Assignment -
Exactly reproduce the lines from the line containing "stone arch bridge." to the end of the data below, inclusive, and nothing else.

Collected data:
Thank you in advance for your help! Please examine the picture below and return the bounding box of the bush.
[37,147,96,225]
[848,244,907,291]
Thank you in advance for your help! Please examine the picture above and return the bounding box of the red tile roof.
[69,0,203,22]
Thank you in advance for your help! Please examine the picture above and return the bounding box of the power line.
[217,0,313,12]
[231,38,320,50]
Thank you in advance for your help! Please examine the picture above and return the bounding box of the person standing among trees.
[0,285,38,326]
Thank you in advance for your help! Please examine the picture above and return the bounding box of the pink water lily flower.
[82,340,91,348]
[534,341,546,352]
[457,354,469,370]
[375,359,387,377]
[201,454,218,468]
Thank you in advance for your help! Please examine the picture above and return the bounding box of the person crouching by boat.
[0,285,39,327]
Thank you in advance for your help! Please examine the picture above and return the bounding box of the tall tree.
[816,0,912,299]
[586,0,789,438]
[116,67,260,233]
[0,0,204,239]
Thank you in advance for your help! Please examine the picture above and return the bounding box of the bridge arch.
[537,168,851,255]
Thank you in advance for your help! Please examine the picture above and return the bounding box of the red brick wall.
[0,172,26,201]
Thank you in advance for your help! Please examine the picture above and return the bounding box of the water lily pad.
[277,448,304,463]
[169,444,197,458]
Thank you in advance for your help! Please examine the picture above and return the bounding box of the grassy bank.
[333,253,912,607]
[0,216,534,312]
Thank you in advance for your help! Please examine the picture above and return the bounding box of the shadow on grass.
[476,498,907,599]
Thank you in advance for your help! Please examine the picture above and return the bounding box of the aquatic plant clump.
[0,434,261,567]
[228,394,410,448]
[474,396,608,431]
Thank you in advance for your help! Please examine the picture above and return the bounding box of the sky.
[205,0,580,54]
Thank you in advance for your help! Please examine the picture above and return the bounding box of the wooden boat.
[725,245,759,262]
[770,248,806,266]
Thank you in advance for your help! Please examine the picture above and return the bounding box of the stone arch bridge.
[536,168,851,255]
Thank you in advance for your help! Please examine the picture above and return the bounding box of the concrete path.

Your solution -
Thank you in advance for your help! Please examine the picture above and return the bounding box of the stone arch bridge.
[536,168,851,255]
Thank you in advance for your help! Please examine the picture above and return the bounding box of the concrete path.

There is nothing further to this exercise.